Transcribe the entries that follow, word for word.
>> BEGIN Extracted data
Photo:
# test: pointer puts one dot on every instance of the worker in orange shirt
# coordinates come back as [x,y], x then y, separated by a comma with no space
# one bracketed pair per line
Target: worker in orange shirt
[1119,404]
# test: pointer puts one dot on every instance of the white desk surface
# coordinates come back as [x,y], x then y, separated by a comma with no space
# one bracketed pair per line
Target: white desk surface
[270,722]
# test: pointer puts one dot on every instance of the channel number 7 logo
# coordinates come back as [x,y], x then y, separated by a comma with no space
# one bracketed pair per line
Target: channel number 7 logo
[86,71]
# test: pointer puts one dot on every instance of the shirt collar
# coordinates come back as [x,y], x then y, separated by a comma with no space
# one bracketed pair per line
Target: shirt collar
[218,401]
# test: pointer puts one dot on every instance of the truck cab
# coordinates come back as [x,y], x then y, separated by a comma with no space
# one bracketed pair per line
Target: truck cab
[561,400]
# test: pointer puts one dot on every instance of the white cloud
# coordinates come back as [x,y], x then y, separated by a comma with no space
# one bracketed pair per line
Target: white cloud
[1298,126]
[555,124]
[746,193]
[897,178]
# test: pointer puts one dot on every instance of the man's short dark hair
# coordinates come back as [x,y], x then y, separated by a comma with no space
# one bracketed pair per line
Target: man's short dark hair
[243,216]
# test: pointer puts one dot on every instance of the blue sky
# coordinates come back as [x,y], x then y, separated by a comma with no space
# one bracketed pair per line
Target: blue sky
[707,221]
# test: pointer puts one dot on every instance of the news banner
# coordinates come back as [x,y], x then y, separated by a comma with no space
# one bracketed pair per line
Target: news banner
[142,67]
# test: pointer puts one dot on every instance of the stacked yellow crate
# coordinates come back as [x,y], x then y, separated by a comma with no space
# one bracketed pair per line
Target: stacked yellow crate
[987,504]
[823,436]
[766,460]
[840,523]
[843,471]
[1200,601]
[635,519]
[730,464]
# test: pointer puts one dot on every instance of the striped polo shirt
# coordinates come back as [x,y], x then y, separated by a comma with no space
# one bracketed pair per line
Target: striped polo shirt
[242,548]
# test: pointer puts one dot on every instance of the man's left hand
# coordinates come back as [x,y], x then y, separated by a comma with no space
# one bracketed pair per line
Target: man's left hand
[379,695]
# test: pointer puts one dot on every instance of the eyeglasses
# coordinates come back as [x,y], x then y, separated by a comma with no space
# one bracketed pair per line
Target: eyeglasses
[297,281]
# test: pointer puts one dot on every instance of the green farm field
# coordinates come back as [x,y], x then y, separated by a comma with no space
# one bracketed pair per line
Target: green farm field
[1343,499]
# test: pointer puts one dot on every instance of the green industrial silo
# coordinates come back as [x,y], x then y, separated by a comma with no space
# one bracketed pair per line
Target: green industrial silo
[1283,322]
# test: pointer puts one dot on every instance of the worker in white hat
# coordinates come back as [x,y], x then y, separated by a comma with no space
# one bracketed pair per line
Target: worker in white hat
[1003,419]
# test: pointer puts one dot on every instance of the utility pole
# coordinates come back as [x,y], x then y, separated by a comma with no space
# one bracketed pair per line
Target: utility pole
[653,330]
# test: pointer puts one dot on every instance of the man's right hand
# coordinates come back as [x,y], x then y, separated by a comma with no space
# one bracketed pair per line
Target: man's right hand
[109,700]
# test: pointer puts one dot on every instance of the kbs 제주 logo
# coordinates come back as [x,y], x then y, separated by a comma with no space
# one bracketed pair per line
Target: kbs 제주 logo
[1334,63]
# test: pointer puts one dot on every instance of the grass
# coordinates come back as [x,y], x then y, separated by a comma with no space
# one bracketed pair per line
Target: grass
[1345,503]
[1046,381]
>> END Extracted data
# Completed task
Photo:
# test: pointer puts one dot on every instance of the worker in orange shirt
# coordinates come back as [x,y], x then y, separated by a comma with no space
# one bracketed pair per line
Target: worker in orange shirt
[1119,404]
# test: pointer puts one dot on every instance of the white desk surface
# coordinates come back as [x,y], x then y, separated by a comma with no space
# one bracketed pair per line
Target: white desk surface
[270,722]
# test: pointer puts one dot on every instance of the channel number 7 logo
# coordinates come back as [x,y], x then y, separated by a comma with no space
# one bracketed pair per line
Target: channel number 7 logo
[86,71]
# test: pointer puts one dot on every instance of the shirt collar
# coordinates come back as [x,y], x then y, separated by a comma with no space
# one bracketed pair per line
Target: shirt collar
[218,401]
# test: pointer puts one dot on every instance of the truck cab
# coordinates come back as [x,y], x then y, separated by a comma with no space
# one bracketed pair per line
Target: truck cab
[561,400]
# test: pointer puts one dot on every instance of the white cloud
# coordinates come back as [x,y], x then y, separated by a comma with no space
# one bracketed pair per line
Target: white cloud
[1298,126]
[555,124]
[746,193]
[897,178]
# test: pointer puts one dot on every instance of the man's short dark hair
# coordinates come back as [x,y], x then y, separated by a comma with no space
# one bracketed pair per line
Target: man's short dark hair
[243,216]
# test: pointer puts one dot on every instance of the blue sky
# coordinates come back as [x,y], x then y, separated by a comma with no space
# one bracketed pair per line
Target: blue sky
[707,221]
# test: pointer puts one dot on every instance of the news banner
# coordinates come back as [x,y], x then y, separated by a comma with no space
# one bracketed pair per line
Target: news banner
[142,67]
# test: pointer puts one dot on every instance of the stacked yellow crate
# coordinates come back as [x,y], x then y, separated by a comma with no space
# one bracketed pair per line
Target: stacked yellow crate
[987,504]
[823,436]
[766,460]
[840,523]
[843,471]
[1200,601]
[635,519]
[730,464]
# test: pointer puts one dot on every instance of the striped polo shirt
# coordinates come back as [x,y], x then y, separated by a comma with no space
# one bracketed pair per line
Target: striped polo shirt
[242,548]
# test: pointer puts one dot on every instance of the man's left hand
# coordinates come back as [x,y], x then y, separated by a comma with no space
# one bracketed pair per line
Target: man's left hand
[379,695]
# test: pointer puts one dot on every instance of the eyeglasses
# coordinates come back as [x,y], x then y, separated by a comma with no space
# one bracketed pair per line
Target: eyeglasses
[297,281]
# test: pointer puts one dot on every instance of the green farm field
# coordinates come back as [x,y], x then y, separated by a comma with no space
# one bracketed pair per line
Target: green farm field
[1343,499]
# test: pointer puts one dot on every instance of the green industrial silo
# coordinates come back as [x,y], x then y, separated by a comma with no space
# one bracketed pair per line
Target: green industrial silo
[1283,322]
# test: pointer puts one dot on every instance of the worker in white hat
# coordinates come back as [x,y], x then y, separated by a comma with no space
# one bracketed pair per line
Target: worker in white hat
[1003,419]
# test: pointer puts one dot on every instance of the utility pole
# coordinates come back as [x,y], x then y, separated by a comma with no space
# one bracketed pair per line
Target: utility pole
[653,330]
# test: pointer puts one dot on every instance of the man's right hand
# coordinates come back as [x,y], x then y, separated by a comma with no space
# one bracketed pair per line
Target: man's right hand
[109,700]
# test: pointer puts one dot on every instance of the kbs 제주 logo
# coordinates come back as [x,y], x then y, separated by a comma with no space
# one bracketed pair per line
Target: kbs 제주 logo
[1334,63]
# test: pointer puts one dot on every instance of the grass
# coordinates come back as [x,y], x then y, separated by a comma with no space
# one bracketed pair per line
Target: grass
[1345,503]
[1046,381]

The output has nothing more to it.